TASK ITEM – Wherever "window" occurs in the entries, copy the line that holds it.

(Entries taken from a collection)

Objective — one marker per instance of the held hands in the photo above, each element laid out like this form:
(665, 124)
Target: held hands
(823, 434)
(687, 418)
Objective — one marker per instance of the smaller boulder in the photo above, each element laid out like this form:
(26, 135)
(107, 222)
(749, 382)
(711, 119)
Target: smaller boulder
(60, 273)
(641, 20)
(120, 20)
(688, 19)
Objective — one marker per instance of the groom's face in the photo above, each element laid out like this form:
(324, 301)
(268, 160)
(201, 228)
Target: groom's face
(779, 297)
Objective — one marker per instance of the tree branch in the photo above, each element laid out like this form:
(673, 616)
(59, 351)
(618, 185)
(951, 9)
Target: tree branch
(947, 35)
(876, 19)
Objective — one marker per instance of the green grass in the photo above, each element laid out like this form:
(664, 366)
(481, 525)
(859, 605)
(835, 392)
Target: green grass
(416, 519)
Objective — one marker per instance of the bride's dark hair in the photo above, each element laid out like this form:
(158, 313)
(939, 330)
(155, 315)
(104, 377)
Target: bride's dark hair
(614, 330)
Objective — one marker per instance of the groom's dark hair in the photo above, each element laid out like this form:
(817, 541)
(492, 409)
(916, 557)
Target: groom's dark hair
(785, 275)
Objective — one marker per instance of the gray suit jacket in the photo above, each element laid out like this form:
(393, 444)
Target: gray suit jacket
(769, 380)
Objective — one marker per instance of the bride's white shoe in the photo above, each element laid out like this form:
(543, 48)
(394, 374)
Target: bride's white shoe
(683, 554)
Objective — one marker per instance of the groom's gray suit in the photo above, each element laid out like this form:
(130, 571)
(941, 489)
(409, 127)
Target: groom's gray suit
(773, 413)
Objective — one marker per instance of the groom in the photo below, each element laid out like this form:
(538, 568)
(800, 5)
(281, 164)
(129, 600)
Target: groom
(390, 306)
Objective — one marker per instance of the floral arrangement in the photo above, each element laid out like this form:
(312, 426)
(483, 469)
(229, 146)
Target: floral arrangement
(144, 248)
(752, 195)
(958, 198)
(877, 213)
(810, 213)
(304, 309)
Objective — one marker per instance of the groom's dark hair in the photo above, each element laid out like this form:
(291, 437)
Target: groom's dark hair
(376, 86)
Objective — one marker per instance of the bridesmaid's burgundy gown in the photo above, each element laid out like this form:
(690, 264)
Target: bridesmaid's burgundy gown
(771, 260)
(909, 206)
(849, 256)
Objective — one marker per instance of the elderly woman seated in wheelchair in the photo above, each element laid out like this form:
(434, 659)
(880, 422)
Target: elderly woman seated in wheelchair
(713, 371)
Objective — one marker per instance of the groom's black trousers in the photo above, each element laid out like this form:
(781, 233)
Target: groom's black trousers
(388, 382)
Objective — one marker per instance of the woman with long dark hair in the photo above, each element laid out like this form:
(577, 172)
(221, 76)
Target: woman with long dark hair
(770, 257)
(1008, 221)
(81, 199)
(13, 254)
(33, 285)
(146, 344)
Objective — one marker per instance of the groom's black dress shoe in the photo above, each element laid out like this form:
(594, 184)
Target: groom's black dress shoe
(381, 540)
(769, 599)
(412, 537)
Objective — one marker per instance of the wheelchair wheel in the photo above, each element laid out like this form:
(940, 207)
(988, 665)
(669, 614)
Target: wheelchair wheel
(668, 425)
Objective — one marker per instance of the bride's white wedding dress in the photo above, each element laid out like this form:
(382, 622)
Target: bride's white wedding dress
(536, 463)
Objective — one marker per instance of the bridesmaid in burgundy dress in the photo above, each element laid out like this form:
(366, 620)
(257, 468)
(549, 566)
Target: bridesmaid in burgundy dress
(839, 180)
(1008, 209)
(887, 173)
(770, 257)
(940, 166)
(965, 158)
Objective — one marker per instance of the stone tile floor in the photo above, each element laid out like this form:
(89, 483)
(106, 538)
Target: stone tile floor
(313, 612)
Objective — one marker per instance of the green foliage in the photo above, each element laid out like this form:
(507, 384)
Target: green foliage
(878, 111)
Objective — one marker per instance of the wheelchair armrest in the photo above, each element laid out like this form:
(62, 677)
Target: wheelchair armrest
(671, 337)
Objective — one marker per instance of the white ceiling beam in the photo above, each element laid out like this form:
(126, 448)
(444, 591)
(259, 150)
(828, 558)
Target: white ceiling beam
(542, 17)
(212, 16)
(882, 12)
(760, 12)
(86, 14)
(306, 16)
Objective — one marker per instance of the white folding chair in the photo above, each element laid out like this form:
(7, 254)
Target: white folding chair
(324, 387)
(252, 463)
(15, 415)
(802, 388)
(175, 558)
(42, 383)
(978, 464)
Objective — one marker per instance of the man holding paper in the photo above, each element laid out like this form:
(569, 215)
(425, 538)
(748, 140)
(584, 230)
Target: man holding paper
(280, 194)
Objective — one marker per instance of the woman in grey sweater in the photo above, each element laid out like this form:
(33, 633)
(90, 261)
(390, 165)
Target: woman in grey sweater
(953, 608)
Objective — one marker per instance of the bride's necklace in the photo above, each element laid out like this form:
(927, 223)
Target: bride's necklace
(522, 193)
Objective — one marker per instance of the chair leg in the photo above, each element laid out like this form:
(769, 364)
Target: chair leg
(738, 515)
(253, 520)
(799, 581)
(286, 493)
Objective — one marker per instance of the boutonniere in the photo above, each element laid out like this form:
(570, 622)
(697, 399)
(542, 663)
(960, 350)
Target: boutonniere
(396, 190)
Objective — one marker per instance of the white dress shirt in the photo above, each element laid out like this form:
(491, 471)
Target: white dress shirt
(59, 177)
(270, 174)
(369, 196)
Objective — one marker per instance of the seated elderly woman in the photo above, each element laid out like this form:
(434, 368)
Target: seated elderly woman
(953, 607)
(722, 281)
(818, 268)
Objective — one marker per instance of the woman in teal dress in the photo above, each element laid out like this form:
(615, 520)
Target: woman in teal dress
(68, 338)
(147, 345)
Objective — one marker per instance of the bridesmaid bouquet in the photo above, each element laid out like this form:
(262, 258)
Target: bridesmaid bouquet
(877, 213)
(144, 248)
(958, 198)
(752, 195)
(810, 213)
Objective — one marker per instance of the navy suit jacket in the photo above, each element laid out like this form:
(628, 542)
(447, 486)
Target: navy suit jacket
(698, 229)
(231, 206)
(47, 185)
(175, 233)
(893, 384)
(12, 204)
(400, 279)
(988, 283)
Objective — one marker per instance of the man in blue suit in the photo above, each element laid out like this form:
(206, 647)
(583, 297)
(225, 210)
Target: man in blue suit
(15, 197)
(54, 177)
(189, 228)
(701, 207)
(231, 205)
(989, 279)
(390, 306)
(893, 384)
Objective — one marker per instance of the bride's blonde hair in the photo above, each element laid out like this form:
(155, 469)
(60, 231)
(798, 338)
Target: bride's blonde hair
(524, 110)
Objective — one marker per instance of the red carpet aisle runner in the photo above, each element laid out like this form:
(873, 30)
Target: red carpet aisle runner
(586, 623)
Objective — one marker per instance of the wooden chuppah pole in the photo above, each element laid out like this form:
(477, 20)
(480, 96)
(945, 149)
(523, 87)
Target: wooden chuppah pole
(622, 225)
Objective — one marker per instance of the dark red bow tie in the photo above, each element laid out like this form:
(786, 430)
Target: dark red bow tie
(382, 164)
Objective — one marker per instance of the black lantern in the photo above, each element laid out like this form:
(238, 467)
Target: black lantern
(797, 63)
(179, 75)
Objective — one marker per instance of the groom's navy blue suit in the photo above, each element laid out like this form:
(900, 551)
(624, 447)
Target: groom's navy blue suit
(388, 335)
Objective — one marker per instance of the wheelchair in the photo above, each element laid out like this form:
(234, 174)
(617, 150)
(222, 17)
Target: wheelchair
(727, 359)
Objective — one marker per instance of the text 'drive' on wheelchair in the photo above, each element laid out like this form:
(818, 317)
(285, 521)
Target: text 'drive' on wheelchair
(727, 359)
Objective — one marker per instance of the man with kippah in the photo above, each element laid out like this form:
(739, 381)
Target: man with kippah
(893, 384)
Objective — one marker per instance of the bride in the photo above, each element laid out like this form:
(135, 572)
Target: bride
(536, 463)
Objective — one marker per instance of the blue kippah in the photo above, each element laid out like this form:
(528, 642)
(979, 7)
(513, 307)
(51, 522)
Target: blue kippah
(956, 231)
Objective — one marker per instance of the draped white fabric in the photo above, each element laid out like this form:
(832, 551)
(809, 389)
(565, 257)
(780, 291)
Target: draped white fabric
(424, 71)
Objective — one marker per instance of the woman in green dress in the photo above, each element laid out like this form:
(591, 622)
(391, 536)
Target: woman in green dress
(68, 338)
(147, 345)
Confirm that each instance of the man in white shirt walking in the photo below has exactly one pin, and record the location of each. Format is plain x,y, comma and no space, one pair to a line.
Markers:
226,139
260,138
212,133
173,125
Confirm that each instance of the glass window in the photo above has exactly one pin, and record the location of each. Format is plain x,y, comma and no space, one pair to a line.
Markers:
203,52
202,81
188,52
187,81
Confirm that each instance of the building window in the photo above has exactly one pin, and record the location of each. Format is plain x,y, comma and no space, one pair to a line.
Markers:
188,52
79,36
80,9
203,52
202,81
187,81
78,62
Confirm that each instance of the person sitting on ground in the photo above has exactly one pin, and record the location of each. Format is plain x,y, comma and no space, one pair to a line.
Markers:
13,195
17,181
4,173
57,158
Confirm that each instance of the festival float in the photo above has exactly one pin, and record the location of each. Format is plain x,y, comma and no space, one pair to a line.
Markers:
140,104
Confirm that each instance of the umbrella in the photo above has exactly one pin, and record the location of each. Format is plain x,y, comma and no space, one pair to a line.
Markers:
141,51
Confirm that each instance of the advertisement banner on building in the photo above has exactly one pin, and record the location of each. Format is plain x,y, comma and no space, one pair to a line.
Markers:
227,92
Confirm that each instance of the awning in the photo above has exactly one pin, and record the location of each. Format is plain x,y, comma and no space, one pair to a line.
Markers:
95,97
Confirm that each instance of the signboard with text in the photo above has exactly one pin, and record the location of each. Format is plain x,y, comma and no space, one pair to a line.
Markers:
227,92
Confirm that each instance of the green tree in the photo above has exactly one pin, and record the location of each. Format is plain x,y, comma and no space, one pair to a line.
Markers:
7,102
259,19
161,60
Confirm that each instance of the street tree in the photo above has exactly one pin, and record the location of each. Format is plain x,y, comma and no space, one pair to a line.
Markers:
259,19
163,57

RESULT OF THIS TASK –
Confirm that each instance of the glass window in the photo above has exactly one pin, and record the location of each. Format is plain x,y, comma and no space, one pair to a line.
Confirm that each instance of the building window in the photo above has exactly one pin, and record the location of each. Format is plain x,y, comma and no space, one pair to a line.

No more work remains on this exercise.